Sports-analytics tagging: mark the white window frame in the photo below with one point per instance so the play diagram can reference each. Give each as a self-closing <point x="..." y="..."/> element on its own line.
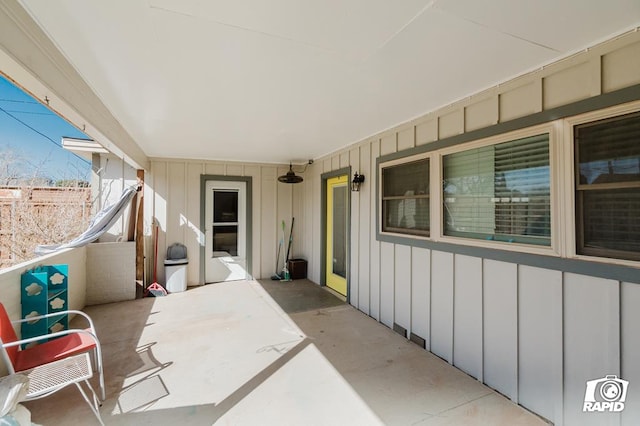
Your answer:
<point x="554" y="249"/>
<point x="569" y="183"/>
<point x="405" y="160"/>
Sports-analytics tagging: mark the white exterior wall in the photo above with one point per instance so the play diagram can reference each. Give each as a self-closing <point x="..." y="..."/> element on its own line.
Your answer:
<point x="535" y="335"/>
<point x="172" y="198"/>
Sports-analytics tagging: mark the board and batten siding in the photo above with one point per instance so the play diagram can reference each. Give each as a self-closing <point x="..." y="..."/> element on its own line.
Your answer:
<point x="535" y="335"/>
<point x="172" y="198"/>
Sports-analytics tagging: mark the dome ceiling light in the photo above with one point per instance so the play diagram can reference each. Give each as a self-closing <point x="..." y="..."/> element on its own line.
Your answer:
<point x="291" y="177"/>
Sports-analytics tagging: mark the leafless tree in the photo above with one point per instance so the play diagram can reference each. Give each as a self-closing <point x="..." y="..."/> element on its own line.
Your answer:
<point x="34" y="212"/>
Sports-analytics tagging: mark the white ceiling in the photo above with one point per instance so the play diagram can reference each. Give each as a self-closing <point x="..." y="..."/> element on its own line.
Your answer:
<point x="290" y="80"/>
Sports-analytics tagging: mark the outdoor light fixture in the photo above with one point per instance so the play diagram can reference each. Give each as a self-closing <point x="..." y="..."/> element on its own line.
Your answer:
<point x="291" y="177"/>
<point x="357" y="180"/>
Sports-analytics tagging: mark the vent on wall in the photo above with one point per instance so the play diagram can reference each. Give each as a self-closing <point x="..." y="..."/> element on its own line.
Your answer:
<point x="418" y="340"/>
<point x="400" y="330"/>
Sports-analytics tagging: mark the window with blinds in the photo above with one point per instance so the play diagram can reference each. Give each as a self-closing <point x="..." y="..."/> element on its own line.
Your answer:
<point x="607" y="154"/>
<point x="499" y="192"/>
<point x="405" y="198"/>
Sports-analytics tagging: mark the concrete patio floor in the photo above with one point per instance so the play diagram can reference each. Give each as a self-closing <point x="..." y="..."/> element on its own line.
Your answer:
<point x="229" y="354"/>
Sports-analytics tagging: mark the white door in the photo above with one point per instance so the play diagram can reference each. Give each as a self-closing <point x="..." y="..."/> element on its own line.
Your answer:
<point x="226" y="231"/>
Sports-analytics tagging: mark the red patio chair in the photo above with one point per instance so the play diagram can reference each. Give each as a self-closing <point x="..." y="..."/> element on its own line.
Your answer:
<point x="63" y="344"/>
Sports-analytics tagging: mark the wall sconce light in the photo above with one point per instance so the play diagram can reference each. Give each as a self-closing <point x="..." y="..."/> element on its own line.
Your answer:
<point x="357" y="180"/>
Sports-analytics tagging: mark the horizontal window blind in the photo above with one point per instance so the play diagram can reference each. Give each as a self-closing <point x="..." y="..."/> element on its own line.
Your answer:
<point x="608" y="187"/>
<point x="499" y="192"/>
<point x="405" y="198"/>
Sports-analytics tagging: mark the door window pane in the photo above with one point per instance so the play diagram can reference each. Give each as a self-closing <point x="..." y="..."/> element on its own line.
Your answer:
<point x="225" y="206"/>
<point x="340" y="231"/>
<point x="608" y="187"/>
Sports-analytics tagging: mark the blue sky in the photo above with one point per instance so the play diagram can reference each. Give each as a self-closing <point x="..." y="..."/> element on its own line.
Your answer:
<point x="33" y="132"/>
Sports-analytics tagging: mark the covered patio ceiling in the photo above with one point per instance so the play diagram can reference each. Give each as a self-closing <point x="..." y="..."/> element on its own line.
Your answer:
<point x="286" y="80"/>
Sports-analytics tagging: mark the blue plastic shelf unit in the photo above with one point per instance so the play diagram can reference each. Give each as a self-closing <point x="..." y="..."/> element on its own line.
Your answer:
<point x="44" y="291"/>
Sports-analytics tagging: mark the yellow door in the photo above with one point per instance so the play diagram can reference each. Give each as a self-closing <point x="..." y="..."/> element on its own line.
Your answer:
<point x="337" y="216"/>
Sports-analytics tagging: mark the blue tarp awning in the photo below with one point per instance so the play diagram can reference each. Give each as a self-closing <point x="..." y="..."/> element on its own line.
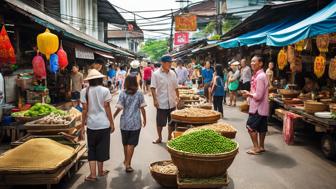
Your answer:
<point x="322" y="22"/>
<point x="289" y="31"/>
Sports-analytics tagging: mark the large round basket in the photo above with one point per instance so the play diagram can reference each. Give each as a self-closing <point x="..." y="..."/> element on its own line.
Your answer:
<point x="165" y="180"/>
<point x="184" y="119"/>
<point x="202" y="166"/>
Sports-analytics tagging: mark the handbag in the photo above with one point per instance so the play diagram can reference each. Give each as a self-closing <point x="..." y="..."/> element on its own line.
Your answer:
<point x="233" y="85"/>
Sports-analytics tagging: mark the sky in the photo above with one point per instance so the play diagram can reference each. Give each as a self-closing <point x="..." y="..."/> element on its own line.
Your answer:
<point x="152" y="24"/>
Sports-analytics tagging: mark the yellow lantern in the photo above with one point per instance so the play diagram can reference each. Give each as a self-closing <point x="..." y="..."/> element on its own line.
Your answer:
<point x="47" y="43"/>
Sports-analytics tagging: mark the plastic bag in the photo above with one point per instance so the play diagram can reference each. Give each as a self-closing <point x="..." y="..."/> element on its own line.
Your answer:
<point x="39" y="67"/>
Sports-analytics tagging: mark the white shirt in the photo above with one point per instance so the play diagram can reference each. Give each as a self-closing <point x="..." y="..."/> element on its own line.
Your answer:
<point x="246" y="74"/>
<point x="96" y="116"/>
<point x="165" y="85"/>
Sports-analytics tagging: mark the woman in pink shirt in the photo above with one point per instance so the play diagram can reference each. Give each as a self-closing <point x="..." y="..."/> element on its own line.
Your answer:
<point x="259" y="106"/>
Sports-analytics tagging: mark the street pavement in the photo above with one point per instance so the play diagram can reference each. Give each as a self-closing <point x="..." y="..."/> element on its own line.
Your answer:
<point x="282" y="167"/>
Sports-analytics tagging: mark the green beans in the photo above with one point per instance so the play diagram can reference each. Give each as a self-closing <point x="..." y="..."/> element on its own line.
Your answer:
<point x="203" y="142"/>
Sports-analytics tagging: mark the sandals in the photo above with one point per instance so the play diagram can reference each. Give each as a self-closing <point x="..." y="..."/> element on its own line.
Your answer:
<point x="106" y="172"/>
<point x="90" y="179"/>
<point x="129" y="169"/>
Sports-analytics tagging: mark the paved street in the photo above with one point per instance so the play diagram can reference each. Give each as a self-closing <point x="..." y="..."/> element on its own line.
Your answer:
<point x="281" y="167"/>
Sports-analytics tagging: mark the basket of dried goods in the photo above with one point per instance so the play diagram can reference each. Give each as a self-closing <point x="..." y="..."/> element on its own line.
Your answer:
<point x="289" y="93"/>
<point x="37" y="111"/>
<point x="165" y="173"/>
<point x="195" y="115"/>
<point x="224" y="129"/>
<point x="52" y="121"/>
<point x="311" y="106"/>
<point x="202" y="154"/>
<point x="36" y="155"/>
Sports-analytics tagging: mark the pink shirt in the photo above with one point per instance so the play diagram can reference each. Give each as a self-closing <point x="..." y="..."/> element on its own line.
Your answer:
<point x="259" y="91"/>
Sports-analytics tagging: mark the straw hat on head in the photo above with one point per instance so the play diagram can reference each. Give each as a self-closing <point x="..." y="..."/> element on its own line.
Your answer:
<point x="135" y="64"/>
<point x="94" y="74"/>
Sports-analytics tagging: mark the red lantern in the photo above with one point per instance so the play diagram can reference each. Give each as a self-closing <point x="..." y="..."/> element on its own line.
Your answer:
<point x="62" y="58"/>
<point x="39" y="67"/>
<point x="7" y="53"/>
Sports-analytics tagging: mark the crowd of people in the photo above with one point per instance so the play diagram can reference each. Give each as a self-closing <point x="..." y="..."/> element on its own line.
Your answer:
<point x="162" y="82"/>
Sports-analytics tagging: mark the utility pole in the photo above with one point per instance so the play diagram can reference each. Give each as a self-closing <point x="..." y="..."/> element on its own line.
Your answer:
<point x="171" y="32"/>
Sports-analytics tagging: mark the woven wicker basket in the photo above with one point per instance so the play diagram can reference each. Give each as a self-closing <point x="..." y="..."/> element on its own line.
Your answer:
<point x="286" y="93"/>
<point x="311" y="106"/>
<point x="202" y="166"/>
<point x="165" y="180"/>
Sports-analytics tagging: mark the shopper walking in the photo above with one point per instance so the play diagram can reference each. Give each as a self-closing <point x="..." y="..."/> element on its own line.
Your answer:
<point x="164" y="89"/>
<point x="233" y="83"/>
<point x="259" y="106"/>
<point x="97" y="116"/>
<point x="245" y="76"/>
<point x="181" y="72"/>
<point x="131" y="102"/>
<point x="218" y="89"/>
<point x="207" y="74"/>
<point x="76" y="85"/>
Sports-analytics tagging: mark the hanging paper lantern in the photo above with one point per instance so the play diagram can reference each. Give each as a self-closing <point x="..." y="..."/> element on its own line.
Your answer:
<point x="47" y="43"/>
<point x="282" y="59"/>
<point x="7" y="53"/>
<point x="39" y="67"/>
<point x="62" y="58"/>
<point x="332" y="69"/>
<point x="319" y="66"/>
<point x="53" y="63"/>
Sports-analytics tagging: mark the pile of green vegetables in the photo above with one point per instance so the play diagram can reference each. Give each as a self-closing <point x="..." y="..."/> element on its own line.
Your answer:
<point x="39" y="109"/>
<point x="203" y="142"/>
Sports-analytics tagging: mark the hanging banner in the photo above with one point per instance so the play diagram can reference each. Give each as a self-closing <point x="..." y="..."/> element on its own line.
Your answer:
<point x="7" y="53"/>
<point x="181" y="38"/>
<point x="186" y="23"/>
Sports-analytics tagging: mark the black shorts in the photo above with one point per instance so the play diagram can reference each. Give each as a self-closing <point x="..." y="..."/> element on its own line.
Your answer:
<point x="130" y="137"/>
<point x="256" y="122"/>
<point x="163" y="116"/>
<point x="98" y="142"/>
<point x="245" y="86"/>
<point x="75" y="96"/>
<point x="147" y="82"/>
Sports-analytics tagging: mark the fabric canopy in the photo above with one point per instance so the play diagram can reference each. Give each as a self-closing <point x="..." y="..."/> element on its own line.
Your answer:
<point x="322" y="22"/>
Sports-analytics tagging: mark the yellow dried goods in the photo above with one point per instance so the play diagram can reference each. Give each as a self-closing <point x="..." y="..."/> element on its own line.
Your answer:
<point x="40" y="154"/>
<point x="319" y="66"/>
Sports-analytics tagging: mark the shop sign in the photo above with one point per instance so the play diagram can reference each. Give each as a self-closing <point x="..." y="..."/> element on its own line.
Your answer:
<point x="181" y="38"/>
<point x="84" y="53"/>
<point x="186" y="22"/>
<point x="319" y="66"/>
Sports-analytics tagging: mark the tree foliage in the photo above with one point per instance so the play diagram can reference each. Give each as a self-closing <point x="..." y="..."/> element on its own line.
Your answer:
<point x="155" y="48"/>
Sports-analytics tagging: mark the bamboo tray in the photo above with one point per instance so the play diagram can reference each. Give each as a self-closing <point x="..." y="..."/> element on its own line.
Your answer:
<point x="33" y="126"/>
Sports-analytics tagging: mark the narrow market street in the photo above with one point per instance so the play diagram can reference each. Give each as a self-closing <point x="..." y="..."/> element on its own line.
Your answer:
<point x="281" y="167"/>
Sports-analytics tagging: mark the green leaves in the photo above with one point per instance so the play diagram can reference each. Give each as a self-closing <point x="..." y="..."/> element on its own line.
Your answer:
<point x="203" y="142"/>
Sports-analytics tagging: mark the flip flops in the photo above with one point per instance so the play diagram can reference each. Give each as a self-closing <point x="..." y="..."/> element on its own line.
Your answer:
<point x="90" y="179"/>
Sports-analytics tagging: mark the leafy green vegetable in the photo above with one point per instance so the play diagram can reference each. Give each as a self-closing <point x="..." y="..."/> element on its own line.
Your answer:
<point x="203" y="142"/>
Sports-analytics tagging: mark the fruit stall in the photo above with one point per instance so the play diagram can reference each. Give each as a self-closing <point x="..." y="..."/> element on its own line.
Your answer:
<point x="201" y="152"/>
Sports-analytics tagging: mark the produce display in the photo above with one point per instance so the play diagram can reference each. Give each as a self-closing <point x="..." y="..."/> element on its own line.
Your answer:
<point x="203" y="142"/>
<point x="40" y="154"/>
<point x="39" y="109"/>
<point x="55" y="119"/>
<point x="166" y="167"/>
<point x="217" y="127"/>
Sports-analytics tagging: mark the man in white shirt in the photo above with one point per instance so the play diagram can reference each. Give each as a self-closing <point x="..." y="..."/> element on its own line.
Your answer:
<point x="245" y="76"/>
<point x="182" y="73"/>
<point x="164" y="89"/>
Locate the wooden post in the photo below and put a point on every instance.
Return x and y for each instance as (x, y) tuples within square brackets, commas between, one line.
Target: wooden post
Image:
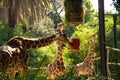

■ ■ ■ ■

EXERCISE OBJECTIVE: Give back every line of the listing where the word "shirt" shows up.

TASK RESULT:
Sports-analytics tagging: mark the white shirt in the photo above with one point per instance so the play diagram can reference each. Give each as a self-closing <point x="..." y="..."/> element on its own line.
Sports-analytics tagging: mark the woman in pink shirt in the photo above with one point per instance so the play diagram can reference each. Give each as a self-closing <point x="..." y="..."/> element on its own line.
Sports-analytics tagging: mark the pink shirt in the photo above with one point per instance so the play diagram can reference each. Give each as a self-closing <point x="..." y="..."/> element on its own line.
Sports-analytics tagging: mark the man in white shirt in the photo above with one point per instance so the play diagram can reference each. Give each as a self-closing <point x="..." y="..."/> element on its own line.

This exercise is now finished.